* **Problems to work on**:
- 1) In the text on order and error constants, what does $k$ denote in the general linear multistep method?
- 2) Carry on the text on order and error constants from the point where it stops.

* **Excerpted text**:
------------------------------------
(chap:errorConstant:constants)=
# Order and Error Constants

:::{prf:theorem} Global Error and Order of Accuracy
If the {index}`local error` associated to a multistep formula is $\,O(h^{p+1})$
then, the {index}`global error` is expected to be $\,O(h^p)$, and we can say that
the method is of order $p$. To determine the order of a multistep method
we can use the following approach.
:::

The most general linear multistep method has the form 

$$\begin{aligned}
    \sum_{i=0}^{k} \alpha_i y_{j+i} = h \sum_{i=0}^{k} \beta_i f_{j+i},
    \hspace{1cm}\text{with}\ \alpha_k = 1    
\end{aligned}$$(eq:ch03:2.1)

where $k$ denotes the number of steps and $\alpha_i$ and
$\beta_i$ are constants.

<!-- For example, the most general three-step method
has the form 

$$\begin{aligned}
    \alpha_0 y_j + \alpha_1 y_{j+1} + \alpha_2 y_{j+2} + \alpha_3 y_{j+3}
    ~=~ h \bigl[
        \beta_0 f_j + \beta_1 f_{j+1} + \beta_2 f_{j+2} + \beta_3 f_{j+3}
    \bigr]
\end{aligned}$$(eq:ch03:2.2)
------------------------------------
* **Rows**:

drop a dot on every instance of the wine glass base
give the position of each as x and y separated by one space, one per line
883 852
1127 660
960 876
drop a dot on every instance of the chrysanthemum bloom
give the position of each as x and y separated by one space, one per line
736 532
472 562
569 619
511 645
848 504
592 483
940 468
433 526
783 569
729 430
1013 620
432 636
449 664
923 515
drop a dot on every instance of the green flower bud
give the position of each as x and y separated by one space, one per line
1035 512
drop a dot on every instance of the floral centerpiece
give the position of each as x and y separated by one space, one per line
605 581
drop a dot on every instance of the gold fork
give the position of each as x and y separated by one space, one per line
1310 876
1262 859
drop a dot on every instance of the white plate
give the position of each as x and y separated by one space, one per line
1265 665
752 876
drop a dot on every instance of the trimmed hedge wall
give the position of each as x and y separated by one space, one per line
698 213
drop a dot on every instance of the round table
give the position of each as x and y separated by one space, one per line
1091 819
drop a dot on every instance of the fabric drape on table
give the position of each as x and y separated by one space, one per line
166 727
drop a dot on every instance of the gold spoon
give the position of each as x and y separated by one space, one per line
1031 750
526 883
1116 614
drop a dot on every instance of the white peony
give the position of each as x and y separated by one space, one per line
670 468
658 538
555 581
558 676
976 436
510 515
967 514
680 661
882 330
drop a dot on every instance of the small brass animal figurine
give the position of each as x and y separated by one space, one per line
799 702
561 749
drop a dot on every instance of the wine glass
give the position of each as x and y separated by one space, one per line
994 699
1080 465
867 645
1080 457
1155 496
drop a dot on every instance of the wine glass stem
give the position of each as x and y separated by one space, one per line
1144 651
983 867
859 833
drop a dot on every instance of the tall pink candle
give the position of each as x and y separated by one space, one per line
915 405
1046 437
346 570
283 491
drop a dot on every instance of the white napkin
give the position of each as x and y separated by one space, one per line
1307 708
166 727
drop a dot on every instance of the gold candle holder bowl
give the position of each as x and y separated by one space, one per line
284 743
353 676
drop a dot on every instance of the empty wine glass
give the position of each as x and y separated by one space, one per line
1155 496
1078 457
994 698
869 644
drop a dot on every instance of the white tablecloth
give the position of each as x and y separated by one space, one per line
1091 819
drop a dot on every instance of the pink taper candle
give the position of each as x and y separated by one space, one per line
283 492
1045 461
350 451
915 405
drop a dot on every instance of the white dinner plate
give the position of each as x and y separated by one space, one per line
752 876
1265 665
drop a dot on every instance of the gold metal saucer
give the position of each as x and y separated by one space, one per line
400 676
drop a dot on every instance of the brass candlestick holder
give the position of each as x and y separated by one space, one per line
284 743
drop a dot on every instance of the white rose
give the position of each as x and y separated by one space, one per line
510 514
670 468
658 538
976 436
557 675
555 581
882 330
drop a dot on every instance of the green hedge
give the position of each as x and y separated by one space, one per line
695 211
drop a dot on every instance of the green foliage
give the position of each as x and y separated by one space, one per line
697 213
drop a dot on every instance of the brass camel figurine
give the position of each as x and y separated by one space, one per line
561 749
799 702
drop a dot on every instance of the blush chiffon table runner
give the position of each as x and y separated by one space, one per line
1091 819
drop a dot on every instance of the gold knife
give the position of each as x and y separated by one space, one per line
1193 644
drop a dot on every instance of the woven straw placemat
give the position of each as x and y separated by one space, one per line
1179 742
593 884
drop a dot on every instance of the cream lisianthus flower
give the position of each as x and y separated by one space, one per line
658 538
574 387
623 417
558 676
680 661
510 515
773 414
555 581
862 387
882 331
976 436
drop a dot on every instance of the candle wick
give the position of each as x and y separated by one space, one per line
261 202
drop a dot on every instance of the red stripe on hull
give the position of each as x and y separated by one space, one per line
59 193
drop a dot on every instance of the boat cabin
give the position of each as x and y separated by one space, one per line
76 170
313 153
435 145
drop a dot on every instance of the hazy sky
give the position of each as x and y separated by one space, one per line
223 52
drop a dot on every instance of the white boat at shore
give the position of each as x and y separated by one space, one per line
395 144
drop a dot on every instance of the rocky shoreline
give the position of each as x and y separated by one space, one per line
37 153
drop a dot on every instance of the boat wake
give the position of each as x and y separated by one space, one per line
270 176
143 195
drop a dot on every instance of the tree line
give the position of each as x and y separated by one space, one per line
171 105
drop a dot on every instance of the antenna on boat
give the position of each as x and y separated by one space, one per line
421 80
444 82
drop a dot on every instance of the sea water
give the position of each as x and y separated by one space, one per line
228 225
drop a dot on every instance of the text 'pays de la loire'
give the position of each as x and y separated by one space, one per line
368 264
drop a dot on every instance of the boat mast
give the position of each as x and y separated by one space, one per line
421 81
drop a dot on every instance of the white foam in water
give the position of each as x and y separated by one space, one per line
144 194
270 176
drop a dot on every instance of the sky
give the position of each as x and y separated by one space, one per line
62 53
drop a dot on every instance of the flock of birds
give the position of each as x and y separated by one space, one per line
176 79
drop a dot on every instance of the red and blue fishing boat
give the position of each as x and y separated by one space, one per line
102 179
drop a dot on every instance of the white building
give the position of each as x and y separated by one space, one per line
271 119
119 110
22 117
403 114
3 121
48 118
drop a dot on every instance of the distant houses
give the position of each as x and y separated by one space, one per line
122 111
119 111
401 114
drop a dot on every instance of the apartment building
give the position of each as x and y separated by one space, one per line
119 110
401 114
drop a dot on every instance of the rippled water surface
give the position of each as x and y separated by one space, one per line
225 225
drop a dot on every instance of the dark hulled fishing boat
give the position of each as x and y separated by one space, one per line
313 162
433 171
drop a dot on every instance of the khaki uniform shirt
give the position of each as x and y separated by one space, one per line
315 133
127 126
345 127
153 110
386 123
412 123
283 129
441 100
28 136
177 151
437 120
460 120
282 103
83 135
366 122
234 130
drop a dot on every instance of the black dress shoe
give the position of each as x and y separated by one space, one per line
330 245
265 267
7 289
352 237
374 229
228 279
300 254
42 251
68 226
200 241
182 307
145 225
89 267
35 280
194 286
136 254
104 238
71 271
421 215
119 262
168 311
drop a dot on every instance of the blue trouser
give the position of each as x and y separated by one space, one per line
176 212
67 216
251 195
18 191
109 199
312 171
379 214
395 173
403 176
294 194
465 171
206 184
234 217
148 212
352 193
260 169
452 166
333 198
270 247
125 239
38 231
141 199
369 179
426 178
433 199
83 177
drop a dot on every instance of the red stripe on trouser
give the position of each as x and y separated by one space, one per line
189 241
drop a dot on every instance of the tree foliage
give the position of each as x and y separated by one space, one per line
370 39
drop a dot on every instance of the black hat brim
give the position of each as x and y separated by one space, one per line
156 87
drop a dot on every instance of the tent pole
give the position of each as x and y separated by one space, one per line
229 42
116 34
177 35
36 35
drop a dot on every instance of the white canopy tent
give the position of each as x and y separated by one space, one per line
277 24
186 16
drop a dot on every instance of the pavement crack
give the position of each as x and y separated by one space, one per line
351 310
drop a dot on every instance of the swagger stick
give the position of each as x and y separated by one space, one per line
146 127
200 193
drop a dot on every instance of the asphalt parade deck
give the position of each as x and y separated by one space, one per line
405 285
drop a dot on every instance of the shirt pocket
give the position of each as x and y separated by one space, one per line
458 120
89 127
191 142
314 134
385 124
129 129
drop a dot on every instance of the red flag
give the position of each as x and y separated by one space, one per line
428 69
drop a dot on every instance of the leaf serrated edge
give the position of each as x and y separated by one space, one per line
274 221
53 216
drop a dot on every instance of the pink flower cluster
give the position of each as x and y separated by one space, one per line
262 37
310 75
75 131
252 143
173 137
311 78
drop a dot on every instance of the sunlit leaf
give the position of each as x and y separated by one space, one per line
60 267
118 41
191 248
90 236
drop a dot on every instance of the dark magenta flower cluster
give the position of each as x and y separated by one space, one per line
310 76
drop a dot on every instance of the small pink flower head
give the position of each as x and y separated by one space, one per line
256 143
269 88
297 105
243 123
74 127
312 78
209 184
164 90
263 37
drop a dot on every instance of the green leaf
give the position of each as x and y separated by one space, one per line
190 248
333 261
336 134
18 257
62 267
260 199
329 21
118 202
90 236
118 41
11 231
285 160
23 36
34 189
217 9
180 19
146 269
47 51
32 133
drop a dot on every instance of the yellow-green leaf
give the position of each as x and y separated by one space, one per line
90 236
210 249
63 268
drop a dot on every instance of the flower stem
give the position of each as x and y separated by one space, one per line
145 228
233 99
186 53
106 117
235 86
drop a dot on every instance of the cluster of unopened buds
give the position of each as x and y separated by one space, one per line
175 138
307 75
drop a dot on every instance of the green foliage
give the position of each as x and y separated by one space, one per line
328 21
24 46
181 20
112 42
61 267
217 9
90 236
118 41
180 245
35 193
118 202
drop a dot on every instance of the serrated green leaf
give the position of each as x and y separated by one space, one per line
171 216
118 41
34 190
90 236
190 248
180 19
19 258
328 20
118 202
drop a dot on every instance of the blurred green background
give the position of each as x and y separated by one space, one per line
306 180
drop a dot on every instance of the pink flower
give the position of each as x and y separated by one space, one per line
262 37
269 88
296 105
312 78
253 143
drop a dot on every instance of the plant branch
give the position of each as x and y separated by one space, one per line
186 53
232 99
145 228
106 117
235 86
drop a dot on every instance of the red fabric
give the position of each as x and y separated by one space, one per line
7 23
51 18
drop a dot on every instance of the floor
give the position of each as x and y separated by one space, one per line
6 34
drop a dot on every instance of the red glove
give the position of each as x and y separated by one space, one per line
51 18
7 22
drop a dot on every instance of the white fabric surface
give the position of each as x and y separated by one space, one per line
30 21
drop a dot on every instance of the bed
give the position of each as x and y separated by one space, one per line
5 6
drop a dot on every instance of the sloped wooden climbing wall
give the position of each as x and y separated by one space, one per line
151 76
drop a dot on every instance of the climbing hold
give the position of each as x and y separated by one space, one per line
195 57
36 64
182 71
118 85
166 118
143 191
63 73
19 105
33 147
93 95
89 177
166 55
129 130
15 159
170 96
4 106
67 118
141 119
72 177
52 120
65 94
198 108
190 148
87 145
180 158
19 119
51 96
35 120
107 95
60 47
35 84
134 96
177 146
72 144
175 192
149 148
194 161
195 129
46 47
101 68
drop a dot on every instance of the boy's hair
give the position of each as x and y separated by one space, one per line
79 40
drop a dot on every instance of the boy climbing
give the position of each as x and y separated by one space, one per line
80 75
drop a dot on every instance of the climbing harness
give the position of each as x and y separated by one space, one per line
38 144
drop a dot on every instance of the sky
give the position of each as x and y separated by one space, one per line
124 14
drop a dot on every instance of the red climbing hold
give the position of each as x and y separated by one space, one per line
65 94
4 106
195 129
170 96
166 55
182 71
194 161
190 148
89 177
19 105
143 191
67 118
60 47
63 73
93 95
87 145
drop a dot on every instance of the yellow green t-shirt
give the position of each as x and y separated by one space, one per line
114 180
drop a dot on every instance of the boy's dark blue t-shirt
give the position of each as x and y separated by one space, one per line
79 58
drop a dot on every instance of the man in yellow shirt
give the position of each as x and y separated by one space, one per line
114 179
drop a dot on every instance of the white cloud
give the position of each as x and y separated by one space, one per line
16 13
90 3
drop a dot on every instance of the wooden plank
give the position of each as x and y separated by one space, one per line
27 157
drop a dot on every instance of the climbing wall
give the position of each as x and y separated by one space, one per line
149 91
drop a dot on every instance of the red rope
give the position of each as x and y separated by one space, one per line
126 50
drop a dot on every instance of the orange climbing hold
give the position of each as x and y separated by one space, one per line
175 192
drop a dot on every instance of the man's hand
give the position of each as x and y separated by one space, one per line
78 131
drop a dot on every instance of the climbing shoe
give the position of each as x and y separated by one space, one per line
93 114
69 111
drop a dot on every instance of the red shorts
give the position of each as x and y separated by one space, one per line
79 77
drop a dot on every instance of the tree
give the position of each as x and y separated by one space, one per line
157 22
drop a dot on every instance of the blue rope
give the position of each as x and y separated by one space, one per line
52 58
------------------------------------
* **Answers given**:
- 1) The number of steps.

- 2)
Accordingly, for example, for the Adam-Bashforth
three-step method 

$$\begin{aligned}
    y_{j+3}~=~y_{j+2}\,+\,\frac{h}{12} \bigl[
        23f_{j+2} - 16f_{j+1} + 5f_j
    \bigr]
\end{aligned}$$ 

we have the following coefficients 

$$\begin{aligned}
    && \alpha_0 &= 0,            & \alpha_1 &= 0,
     & \alpha_2 &= -1,           & \alpha_3 &= 1 &&
     \\[1ex]
    && \beta_0 &= \frac{5}{12},  & \beta_1 &= -\frac{16}{12},
     & \beta_2 &= \frac{23}{12}, & \beta_3 &= 0 &&
\end{aligned}$$ -->

 The exact solution of the differential equation at
$x = x + ih$, (i.e. $\,y(x+ih)\,$), also satisfies equation {eq}`eq:ch03:2.1`, so we can write 

$$\begin{aligned}
    \sum_{i=0}^{k} \alpha_i ~ y{(x+ih)} ~=~ h \sum_{i=0}^{k}
    \beta_i ~ f{(x+ih)} ~+~ T
\end{aligned}$$ 

Thus the local error $T$ is given by 

$$\begin{aligned}
    T ~=~ \sum_{i=0}^{k} \alpha_i ~ y{(x+ih)} ~-~ h \sum_{i=0}^{k}
    \beta_i ~ f{(x+ih)}
\end{aligned}$$(eq:ch03:2.3)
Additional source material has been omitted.